*** Recorded information ***
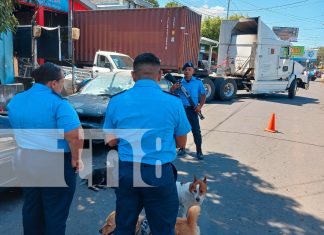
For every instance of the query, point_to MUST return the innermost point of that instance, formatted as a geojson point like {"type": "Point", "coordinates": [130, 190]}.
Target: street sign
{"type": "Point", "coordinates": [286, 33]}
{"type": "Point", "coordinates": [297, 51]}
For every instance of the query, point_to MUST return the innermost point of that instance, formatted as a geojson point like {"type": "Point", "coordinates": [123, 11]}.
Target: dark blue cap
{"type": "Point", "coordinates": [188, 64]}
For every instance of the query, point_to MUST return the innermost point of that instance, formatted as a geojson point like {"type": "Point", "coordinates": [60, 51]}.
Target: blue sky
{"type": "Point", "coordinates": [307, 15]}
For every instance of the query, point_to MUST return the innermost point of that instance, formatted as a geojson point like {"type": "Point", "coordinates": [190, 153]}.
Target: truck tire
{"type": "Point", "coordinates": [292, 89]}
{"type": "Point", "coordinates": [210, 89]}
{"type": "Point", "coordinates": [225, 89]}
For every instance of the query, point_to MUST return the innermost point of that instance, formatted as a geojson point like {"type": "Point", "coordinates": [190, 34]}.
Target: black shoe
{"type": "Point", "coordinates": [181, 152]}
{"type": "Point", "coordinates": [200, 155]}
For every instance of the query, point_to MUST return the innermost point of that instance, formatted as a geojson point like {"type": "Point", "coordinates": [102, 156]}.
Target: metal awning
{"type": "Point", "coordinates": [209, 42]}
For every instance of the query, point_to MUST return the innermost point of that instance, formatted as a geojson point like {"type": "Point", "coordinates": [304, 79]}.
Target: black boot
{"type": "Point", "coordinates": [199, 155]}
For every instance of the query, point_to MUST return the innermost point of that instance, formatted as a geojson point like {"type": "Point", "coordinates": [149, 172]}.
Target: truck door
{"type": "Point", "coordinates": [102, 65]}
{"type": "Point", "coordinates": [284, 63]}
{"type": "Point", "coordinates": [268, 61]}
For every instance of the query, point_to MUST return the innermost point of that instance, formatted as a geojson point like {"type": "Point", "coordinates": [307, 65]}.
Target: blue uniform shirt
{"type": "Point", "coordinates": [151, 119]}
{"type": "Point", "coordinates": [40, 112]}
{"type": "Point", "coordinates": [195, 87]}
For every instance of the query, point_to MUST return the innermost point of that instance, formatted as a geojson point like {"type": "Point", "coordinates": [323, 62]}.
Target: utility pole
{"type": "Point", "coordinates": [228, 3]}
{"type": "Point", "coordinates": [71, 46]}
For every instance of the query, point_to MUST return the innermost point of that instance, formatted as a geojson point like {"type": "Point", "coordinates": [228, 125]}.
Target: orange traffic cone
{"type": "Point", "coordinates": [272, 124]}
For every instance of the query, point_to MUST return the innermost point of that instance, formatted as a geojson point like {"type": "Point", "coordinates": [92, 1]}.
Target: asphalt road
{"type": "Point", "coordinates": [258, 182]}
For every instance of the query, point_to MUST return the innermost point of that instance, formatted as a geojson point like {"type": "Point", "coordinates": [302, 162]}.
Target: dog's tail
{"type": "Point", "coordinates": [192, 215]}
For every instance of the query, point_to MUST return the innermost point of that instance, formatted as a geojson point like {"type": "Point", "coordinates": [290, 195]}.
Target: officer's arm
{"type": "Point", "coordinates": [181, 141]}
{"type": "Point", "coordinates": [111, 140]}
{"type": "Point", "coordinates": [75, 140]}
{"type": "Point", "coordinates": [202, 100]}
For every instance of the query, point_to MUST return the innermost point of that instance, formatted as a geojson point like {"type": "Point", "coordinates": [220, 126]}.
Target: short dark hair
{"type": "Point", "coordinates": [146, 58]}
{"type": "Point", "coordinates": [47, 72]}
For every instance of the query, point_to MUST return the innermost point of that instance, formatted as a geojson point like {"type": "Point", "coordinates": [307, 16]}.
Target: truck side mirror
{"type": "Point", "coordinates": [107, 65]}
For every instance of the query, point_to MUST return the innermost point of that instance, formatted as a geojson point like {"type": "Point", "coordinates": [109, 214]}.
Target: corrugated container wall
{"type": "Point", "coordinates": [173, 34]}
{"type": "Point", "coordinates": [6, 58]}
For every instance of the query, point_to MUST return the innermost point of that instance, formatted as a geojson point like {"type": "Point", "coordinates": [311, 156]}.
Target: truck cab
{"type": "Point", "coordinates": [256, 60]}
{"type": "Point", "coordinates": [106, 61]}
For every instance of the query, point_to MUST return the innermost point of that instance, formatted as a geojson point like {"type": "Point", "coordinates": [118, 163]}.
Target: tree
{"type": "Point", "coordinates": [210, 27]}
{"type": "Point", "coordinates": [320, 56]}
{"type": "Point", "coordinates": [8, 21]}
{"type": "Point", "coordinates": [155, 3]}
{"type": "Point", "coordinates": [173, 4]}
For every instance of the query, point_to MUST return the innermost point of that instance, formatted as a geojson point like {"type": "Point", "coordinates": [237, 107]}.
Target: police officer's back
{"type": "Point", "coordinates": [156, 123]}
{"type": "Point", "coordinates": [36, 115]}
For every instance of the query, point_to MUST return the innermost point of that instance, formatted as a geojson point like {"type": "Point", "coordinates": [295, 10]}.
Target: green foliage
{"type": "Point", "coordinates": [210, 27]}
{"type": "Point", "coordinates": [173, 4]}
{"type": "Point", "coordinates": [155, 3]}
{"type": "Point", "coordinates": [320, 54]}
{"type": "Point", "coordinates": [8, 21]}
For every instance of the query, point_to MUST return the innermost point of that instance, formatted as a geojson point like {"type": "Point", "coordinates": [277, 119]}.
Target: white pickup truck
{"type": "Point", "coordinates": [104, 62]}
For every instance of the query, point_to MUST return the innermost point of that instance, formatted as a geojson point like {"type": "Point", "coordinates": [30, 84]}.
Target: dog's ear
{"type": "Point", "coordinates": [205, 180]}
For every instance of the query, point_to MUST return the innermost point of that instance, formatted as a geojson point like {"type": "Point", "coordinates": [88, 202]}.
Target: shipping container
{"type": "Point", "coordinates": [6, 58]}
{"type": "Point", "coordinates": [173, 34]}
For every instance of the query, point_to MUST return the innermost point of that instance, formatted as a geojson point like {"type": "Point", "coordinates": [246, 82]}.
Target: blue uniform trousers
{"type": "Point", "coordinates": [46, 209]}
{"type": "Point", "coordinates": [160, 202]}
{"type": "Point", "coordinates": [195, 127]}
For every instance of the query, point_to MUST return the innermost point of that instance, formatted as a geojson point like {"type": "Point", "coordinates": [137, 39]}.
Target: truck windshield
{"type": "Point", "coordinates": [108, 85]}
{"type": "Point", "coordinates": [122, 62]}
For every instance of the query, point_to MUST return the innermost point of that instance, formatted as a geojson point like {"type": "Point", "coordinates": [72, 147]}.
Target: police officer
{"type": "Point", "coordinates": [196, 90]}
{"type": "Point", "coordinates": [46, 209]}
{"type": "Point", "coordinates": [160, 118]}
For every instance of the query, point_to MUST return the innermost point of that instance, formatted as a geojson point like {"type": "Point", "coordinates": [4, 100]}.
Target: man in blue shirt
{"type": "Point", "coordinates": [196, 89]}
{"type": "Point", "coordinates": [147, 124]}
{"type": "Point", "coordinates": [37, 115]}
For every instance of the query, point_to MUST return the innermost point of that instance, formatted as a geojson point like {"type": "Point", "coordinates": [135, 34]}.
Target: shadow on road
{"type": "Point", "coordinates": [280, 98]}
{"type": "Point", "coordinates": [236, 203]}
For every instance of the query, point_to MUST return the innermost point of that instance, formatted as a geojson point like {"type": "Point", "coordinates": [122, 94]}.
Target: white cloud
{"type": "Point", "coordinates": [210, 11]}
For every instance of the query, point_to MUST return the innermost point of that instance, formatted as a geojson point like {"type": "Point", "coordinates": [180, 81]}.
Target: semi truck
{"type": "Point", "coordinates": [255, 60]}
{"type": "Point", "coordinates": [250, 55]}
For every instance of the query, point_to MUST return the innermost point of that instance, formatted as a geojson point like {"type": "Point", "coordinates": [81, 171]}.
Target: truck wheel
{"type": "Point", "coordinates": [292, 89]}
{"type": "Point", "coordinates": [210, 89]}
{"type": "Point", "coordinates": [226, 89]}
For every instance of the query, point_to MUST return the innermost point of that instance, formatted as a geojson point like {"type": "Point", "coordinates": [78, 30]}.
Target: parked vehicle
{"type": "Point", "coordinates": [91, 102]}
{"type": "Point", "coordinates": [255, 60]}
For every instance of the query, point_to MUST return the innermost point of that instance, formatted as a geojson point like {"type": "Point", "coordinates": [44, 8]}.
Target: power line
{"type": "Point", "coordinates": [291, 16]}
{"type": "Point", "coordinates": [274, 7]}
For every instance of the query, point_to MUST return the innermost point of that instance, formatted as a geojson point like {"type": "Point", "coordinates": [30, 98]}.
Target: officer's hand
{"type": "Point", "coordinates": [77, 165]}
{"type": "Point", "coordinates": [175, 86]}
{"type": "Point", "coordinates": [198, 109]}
*** End of Recorded information ***
* About this exercise *
Please reproduce the closing stretch of the records, from the line with "Target: power line" through the last line, exactly as it stands.

* Solution to this problem *
Target: power line
{"type": "Point", "coordinates": [291, 16]}
{"type": "Point", "coordinates": [274, 7]}
For every instance of the query, point_to MUST return the innermost point of that instance, formatted as a geojson point like {"type": "Point", "coordinates": [30, 98]}.
Target: officer's hand
{"type": "Point", "coordinates": [77, 165]}
{"type": "Point", "coordinates": [175, 86]}
{"type": "Point", "coordinates": [198, 109]}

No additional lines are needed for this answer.